Which lines of the listing below contain the string "positive"? Return each of them in full.

## Records for the task
----------------------------------------
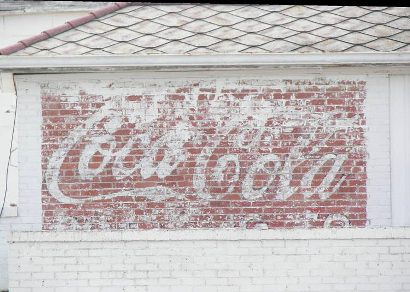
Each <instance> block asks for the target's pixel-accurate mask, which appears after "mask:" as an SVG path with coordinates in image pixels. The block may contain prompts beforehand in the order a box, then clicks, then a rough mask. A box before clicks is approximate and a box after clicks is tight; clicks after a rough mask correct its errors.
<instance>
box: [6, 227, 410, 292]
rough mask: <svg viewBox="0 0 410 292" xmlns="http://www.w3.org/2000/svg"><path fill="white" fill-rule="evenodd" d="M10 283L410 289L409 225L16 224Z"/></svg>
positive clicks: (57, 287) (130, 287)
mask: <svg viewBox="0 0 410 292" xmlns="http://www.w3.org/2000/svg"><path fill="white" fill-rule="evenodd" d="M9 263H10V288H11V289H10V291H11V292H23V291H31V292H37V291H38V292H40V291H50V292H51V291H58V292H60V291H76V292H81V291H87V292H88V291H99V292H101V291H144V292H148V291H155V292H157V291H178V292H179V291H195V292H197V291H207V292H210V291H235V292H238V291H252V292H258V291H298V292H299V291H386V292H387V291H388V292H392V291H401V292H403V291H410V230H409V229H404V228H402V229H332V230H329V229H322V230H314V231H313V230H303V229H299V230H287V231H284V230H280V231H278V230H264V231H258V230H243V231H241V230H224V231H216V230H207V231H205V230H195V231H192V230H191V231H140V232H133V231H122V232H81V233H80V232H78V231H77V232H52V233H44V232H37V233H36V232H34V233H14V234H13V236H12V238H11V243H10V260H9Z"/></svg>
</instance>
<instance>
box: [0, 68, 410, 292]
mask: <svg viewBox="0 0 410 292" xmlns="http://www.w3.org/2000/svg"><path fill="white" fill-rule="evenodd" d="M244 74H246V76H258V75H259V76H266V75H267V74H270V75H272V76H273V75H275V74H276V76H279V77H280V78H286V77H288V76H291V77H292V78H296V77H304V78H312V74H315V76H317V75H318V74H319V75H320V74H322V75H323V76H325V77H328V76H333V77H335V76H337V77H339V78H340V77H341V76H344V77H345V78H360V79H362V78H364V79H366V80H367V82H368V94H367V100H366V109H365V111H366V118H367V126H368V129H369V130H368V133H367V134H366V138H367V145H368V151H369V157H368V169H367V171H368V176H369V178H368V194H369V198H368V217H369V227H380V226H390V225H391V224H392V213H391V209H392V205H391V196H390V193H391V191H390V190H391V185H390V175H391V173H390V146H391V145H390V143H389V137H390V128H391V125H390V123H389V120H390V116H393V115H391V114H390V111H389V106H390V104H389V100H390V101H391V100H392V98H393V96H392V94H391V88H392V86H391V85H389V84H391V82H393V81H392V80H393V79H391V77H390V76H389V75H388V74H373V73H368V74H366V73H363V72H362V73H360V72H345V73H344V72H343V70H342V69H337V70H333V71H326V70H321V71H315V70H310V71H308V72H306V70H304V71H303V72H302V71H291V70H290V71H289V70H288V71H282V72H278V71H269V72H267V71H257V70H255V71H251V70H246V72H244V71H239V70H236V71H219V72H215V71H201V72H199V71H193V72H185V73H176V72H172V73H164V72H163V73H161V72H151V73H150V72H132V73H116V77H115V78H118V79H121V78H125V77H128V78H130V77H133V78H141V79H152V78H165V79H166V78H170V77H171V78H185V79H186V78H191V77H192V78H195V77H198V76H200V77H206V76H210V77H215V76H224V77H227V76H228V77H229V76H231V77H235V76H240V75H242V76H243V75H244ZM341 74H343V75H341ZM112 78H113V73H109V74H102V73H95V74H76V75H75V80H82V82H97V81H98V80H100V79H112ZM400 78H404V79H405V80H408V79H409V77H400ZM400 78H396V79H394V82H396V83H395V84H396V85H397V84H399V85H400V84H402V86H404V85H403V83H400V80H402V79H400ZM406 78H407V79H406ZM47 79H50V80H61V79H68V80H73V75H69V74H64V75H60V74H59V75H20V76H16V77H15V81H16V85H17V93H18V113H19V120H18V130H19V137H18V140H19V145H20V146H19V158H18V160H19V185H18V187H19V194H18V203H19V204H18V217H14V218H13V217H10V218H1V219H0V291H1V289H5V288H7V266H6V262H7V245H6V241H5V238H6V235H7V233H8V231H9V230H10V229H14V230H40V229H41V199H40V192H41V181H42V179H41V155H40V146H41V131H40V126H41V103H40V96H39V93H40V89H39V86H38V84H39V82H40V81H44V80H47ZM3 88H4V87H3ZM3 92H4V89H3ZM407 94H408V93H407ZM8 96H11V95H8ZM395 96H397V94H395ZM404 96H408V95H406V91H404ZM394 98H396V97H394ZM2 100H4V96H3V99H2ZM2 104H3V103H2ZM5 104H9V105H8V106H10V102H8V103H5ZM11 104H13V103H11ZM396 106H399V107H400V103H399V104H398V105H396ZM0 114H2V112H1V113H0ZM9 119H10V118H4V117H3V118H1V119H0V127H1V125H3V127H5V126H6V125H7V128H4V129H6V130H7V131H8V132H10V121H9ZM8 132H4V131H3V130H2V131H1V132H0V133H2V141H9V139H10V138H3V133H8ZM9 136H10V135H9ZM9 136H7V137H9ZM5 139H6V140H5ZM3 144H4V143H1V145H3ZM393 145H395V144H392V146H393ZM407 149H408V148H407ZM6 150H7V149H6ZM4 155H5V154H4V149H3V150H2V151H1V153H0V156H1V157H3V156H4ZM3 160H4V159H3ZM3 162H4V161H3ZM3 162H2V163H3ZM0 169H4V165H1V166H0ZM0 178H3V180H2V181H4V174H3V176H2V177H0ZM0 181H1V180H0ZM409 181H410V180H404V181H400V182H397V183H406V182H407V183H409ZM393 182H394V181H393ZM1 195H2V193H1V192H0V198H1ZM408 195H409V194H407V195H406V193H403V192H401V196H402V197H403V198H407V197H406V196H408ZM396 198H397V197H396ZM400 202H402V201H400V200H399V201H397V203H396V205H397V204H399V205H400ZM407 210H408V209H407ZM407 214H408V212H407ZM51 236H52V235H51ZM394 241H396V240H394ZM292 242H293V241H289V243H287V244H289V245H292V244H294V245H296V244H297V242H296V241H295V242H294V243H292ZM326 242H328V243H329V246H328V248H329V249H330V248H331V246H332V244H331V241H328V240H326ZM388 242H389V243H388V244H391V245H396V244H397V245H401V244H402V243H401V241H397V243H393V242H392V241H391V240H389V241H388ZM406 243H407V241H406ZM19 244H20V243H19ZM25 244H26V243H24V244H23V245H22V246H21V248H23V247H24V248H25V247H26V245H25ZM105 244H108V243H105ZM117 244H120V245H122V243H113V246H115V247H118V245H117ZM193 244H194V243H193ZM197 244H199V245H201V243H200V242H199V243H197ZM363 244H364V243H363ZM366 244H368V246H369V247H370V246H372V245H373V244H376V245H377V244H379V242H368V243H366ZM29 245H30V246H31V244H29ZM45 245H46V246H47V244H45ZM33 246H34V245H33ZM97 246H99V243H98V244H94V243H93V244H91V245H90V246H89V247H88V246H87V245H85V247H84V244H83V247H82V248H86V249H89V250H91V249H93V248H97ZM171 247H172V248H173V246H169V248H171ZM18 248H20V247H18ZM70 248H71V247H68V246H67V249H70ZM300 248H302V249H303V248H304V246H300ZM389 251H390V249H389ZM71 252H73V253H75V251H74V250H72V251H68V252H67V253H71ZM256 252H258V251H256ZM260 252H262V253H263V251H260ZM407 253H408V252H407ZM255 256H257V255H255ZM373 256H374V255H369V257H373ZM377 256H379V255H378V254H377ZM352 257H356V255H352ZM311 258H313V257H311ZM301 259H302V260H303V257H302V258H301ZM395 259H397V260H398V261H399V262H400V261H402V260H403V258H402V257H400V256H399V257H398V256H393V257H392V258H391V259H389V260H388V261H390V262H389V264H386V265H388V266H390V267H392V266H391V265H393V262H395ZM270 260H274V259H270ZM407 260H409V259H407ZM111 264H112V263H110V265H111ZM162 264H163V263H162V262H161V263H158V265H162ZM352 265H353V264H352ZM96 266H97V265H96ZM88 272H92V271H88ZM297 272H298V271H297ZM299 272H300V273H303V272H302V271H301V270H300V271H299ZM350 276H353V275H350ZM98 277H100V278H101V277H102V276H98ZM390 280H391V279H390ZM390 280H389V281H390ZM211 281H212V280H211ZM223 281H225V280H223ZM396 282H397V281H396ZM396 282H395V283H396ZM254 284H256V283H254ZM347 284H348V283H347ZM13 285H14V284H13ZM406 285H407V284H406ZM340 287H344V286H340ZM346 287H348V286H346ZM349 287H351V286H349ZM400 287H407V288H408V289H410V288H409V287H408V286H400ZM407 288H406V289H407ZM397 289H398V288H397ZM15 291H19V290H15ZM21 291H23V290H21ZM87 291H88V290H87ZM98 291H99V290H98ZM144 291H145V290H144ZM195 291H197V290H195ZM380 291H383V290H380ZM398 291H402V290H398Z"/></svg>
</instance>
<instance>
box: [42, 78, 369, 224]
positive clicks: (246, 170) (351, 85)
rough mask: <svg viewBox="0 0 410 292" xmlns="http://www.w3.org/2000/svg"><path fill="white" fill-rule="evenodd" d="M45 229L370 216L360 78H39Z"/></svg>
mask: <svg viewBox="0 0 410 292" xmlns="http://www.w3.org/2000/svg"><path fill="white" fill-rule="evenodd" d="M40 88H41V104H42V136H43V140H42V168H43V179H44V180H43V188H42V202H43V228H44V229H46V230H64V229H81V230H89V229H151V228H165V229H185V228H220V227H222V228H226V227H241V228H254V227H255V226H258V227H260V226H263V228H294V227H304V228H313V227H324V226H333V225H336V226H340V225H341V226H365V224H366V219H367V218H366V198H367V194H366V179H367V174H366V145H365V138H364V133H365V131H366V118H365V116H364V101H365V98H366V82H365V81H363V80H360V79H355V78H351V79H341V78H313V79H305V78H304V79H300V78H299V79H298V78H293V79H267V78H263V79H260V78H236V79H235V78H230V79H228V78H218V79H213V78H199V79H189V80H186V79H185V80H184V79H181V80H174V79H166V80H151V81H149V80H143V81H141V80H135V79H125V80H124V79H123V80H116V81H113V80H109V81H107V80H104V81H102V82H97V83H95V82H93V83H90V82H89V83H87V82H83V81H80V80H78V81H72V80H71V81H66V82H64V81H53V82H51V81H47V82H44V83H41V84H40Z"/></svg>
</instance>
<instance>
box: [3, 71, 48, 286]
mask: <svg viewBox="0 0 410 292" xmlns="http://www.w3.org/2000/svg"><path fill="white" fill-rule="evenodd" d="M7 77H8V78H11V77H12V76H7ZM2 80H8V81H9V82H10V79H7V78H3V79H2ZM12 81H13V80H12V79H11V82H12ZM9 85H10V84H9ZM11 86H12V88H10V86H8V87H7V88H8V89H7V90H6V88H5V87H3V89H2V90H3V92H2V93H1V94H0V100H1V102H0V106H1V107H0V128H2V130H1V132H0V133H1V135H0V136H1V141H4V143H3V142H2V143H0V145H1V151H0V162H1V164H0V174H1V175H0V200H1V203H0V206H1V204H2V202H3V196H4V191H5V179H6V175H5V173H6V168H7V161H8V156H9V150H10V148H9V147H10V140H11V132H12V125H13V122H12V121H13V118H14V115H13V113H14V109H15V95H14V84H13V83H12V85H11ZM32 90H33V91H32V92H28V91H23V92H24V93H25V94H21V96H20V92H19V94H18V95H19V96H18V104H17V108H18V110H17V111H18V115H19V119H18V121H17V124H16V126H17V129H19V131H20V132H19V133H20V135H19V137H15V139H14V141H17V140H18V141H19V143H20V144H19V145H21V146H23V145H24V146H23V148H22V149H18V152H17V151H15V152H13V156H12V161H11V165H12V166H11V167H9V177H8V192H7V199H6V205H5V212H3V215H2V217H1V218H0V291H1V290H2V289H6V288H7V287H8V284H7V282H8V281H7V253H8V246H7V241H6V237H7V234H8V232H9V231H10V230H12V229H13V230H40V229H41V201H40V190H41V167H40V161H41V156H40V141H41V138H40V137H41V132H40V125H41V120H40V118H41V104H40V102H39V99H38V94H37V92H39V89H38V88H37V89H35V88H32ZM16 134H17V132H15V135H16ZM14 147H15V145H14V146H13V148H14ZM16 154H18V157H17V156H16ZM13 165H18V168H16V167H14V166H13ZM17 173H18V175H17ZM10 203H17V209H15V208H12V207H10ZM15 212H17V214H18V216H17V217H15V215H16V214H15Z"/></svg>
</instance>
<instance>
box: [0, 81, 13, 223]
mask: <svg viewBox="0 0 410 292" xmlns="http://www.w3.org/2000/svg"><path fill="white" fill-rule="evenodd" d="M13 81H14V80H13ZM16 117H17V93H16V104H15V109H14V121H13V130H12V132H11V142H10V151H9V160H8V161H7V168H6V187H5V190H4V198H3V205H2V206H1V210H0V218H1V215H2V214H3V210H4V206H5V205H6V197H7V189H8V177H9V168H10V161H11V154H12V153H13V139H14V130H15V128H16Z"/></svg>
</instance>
----------------------------------------
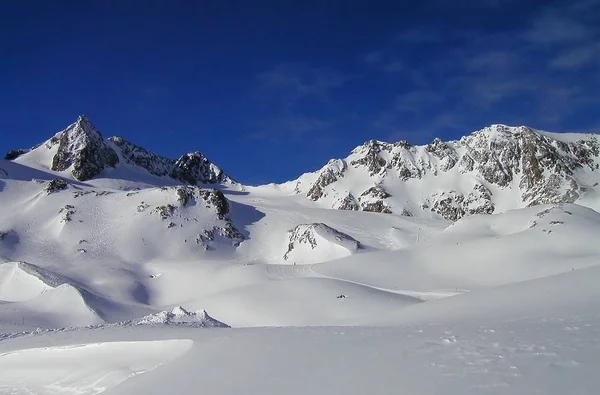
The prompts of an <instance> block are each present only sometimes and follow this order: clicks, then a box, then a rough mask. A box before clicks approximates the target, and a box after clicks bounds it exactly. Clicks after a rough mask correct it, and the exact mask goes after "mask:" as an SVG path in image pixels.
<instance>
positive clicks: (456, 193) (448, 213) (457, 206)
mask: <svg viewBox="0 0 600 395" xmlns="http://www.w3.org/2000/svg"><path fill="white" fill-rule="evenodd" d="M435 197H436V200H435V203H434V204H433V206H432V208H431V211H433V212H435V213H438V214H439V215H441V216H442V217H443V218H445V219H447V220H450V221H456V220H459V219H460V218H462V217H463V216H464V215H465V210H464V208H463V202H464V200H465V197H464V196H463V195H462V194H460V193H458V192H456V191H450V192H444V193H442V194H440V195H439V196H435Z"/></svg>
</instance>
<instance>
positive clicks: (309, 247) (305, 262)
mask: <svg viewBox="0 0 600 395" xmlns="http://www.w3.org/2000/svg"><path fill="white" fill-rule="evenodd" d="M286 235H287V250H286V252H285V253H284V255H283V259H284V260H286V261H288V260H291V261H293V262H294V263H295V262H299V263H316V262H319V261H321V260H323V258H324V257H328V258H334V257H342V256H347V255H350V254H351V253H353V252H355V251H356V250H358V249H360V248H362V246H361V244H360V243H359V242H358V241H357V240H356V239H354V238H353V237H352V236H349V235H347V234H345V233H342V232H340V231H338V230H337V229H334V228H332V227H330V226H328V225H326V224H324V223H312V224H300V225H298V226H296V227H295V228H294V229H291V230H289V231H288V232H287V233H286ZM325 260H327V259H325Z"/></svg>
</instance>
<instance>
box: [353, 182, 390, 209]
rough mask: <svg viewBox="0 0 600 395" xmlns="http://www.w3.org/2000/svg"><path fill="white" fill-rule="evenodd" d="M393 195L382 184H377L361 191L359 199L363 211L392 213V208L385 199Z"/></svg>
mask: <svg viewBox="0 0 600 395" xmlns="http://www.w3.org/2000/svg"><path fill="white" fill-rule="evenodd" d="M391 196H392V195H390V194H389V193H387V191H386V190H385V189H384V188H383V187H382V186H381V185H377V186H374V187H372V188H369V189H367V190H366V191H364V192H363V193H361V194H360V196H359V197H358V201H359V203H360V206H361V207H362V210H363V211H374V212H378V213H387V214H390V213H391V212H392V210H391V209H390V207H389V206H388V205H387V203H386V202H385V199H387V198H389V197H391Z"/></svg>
----------------------------------------
## Exercise solution
positive clicks: (57, 287) (130, 287)
positive clicks: (246, 170) (351, 85)
positive clicks: (456, 193) (448, 213) (457, 206)
positive clicks: (309, 247) (305, 262)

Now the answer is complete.